Impact of left ventricular ejection fraction on outcomes after left main revascularization: g-LM Registry

Author Department

Internal Medicine; Medicine; Pediatrics; Cardiology

Document Type

Article, Peer-reviewed

Publication Date



Aims: The impact of left ventricular dysfunction on clinical outcomes following revascularization is not well established in patients with unprotected left main coronary artery disease (ULMCA). In this study, we evaluated the impact of left ventricular ejection fraction (LVEF) on clinical outcomes of patients with ULMCA requiring revascularization with percutaneous coronary intervention (PCI) compared with coronary artery bypass graft (CABG).

Methods: The details of the design, methods, end points, and relevant definitions are outlined in the Gulf Left Main Registry: a retrospective, observational study conducted between January 2015 and December 2019 across 14 centres in 3 Gulf countries. In this study, the data on patients with ULMCA who underwent revascularization through PCI or CABG were stratified by LVEF into three main subgroups; low (l-LVEF <40%), mid-range (m-LVEF 40-49%), and preserved (p-LVEF ≥50%). Primary outcomes were hospital major adverse cardiovascular and cerebrovascular events (MACCE) and mortality and follow-up MACCE and mortality.

=-=-=-=-=

▸ AIM OF THE TASK:
Reproduce the passage of the registry abstract between "Article, Peer-reviewed" and "bypass graft (CABG).", inclusive. Answer from the registry abstract alone.

=-=-=-=-=

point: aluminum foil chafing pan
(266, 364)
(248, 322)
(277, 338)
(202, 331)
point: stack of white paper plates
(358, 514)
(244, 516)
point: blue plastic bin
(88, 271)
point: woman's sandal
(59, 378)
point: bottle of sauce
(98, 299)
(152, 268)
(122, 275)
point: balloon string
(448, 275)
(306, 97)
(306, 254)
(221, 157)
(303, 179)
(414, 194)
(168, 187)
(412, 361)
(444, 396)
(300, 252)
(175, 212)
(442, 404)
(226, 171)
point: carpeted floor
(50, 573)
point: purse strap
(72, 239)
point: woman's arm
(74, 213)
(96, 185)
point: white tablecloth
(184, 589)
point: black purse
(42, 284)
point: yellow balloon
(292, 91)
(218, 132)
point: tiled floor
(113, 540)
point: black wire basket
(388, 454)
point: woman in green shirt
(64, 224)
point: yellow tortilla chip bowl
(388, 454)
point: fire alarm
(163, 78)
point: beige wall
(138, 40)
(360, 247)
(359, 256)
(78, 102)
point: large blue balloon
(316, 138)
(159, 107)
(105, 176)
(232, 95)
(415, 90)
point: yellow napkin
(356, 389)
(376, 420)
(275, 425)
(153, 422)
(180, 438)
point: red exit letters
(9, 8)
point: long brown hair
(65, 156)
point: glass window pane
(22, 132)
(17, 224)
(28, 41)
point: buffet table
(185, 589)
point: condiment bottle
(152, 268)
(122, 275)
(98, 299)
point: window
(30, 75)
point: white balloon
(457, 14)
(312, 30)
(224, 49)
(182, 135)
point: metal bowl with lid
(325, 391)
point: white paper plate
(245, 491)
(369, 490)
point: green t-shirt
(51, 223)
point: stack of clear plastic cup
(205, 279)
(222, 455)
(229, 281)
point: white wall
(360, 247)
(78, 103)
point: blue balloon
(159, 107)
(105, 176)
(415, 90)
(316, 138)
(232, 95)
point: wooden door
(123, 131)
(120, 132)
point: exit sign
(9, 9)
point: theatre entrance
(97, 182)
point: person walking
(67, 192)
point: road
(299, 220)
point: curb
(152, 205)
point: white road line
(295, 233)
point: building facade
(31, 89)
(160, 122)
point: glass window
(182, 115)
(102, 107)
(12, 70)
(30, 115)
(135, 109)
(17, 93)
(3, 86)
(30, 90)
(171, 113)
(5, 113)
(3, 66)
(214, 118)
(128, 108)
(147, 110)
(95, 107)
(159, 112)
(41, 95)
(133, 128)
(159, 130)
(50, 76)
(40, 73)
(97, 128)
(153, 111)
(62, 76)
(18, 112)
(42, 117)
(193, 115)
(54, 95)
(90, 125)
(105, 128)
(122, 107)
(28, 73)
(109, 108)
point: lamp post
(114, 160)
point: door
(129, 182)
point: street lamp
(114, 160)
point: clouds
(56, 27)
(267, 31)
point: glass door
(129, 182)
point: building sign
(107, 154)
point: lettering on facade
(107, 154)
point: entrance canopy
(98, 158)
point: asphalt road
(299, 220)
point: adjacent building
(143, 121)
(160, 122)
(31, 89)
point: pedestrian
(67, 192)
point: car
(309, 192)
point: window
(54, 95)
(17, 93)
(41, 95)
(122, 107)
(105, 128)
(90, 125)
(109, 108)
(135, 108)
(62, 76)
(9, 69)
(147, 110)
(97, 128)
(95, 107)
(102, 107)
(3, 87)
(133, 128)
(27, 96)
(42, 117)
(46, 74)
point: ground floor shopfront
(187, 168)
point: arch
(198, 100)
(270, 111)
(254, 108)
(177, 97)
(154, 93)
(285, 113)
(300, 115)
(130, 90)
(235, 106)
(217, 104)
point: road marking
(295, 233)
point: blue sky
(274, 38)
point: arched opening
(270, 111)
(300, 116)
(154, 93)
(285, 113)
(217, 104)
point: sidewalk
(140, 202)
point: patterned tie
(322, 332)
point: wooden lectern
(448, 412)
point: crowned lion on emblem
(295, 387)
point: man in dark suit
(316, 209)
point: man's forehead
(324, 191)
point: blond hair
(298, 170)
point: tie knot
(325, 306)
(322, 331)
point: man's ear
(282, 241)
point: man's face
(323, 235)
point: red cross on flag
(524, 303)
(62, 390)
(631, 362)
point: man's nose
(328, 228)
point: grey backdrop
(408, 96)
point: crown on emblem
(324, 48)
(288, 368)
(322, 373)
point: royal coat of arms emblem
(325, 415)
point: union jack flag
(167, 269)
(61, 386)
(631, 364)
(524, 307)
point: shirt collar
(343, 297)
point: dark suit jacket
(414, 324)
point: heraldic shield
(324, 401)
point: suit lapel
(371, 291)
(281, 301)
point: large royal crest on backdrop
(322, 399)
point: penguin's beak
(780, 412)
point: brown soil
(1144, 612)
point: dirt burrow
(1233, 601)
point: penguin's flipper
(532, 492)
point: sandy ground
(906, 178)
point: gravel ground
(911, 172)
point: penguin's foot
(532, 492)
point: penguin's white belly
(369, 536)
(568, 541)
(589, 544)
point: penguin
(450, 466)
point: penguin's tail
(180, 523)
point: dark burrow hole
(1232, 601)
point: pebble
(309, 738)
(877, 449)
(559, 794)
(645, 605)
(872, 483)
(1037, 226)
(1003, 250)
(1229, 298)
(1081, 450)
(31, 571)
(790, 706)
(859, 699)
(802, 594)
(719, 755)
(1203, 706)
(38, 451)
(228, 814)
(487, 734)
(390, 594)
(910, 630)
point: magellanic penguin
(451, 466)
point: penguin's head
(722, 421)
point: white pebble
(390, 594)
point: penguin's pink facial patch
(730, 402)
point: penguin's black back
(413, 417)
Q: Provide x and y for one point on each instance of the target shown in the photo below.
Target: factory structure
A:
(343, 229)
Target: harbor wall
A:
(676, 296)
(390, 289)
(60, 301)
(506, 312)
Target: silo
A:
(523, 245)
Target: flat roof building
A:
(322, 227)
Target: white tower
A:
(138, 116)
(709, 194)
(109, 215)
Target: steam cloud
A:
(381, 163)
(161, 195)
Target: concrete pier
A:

=-=-=-=-=

▸ COMPLETED EXERCISE:
Article, Peer-reviewed

Publication Date



Aims: The impact of left ventricular dysfunction on clinical outcomes following revascularization is not well established in patients with unprotected left main coronary artery disease (ULMCA). In this study, we evaluated the impact of left ventricular ejection fraction (LVEF) on clinical outcomes of patients with ULMCA requiring revascularization with percutaneous coronary intervention (PCI) compared with coronary artery bypass graft (CABG).